BRIEF: Shift the answer coordinates in the material by adding 133 to every x and y value, and reproduce each line from the one containing "Tag the marsh" through the end of the material. Keep all other text and numbers unchanged.

RECORDS TO PROCESS:
## BEGIN

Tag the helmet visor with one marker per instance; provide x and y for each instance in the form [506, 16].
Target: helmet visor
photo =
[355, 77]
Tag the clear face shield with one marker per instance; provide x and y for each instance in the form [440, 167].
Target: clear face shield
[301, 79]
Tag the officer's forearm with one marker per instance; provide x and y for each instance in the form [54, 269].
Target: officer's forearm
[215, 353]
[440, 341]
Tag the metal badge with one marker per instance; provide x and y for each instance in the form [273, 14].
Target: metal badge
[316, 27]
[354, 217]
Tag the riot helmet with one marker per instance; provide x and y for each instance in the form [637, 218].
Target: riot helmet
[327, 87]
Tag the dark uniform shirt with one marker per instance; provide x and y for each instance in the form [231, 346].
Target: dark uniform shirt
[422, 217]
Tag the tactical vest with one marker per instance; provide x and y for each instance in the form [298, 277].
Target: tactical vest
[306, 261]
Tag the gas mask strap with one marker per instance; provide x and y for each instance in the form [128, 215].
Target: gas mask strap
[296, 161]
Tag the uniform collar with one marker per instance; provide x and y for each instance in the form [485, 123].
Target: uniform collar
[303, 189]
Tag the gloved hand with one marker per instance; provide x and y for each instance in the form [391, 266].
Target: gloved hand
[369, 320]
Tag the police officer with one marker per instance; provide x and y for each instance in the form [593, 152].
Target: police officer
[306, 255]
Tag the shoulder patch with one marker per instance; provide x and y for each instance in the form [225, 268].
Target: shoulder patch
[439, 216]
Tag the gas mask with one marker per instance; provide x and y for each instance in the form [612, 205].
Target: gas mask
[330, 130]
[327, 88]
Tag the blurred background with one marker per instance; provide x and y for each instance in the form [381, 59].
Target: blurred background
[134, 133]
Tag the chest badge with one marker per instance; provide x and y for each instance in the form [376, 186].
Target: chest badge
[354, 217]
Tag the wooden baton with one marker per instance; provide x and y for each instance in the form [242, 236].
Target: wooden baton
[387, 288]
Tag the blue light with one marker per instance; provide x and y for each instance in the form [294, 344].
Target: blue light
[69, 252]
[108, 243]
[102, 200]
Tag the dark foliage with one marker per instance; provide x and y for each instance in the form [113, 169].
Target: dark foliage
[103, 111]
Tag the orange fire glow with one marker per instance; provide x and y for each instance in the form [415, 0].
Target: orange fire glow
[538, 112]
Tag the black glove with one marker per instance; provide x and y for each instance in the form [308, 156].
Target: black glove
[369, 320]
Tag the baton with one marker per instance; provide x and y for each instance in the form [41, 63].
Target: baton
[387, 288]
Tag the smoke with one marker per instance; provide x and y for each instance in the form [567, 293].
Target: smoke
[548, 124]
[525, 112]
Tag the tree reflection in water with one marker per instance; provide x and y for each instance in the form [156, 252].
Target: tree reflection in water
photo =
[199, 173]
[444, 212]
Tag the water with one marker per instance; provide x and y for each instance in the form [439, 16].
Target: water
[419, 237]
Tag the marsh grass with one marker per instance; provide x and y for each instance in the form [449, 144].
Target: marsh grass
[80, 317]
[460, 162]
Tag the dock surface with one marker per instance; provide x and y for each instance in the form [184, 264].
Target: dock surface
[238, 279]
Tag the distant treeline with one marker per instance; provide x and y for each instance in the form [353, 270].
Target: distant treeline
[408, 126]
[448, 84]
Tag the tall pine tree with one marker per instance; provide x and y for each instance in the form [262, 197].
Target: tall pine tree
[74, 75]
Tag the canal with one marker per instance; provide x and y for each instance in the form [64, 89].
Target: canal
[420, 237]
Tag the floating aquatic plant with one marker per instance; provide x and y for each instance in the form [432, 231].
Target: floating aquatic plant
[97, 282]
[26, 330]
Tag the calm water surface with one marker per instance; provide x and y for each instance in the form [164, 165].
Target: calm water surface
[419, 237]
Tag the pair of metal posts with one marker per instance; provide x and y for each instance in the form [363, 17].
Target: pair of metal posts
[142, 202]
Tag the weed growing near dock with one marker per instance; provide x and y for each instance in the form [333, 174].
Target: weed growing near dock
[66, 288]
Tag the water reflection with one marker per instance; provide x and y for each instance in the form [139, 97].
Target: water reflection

## END

THE RESPONSE:
Tag the marsh grass with one marker per instance; provide x and y for each instance in the form [449, 144].
Target: marsh grass
[213, 450]
[593, 295]
Tag the dock surface with one marker per instance; provide x and y for each instance in the form [184, 264].
Target: dock surface
[371, 412]
Tag the distant treeline with one marker per instance; provide x and y for each instance in the form [353, 270].
Target: distant treeline
[541, 259]
[581, 217]
Tag the tall pine tree with one marker per instance; provide x and y for each instance in the form [262, 197].
Target: tall pine tree
[207, 208]
Tag the canal with one marker per instance; provide x and y for each instance in the form [64, 89].
Target: canal
[553, 370]
Tag the floating aquatic plant with one marker per instance; provide x and y for each instance in the form [432, 231].
Target: floating aquatic plant
[230, 415]
[159, 463]
Tag the calm water surface with one marker per instance; provide x and y for each instance in the form [164, 165].
Target: calm water surface
[552, 370]
Tag the pair of metal posts with one marker per instance; provide x and y for each instance in the form [363, 17].
Target: pair of metal posts
[275, 335]
Tag the weed growing near dock with one marker per instance; provide x and y for each instance in the form [333, 174].
Target: weed growing near dock
[199, 421]
Tag the water reflection with one marker per instance; provide x and y for each instance in the form [139, 97].
Target: water reflection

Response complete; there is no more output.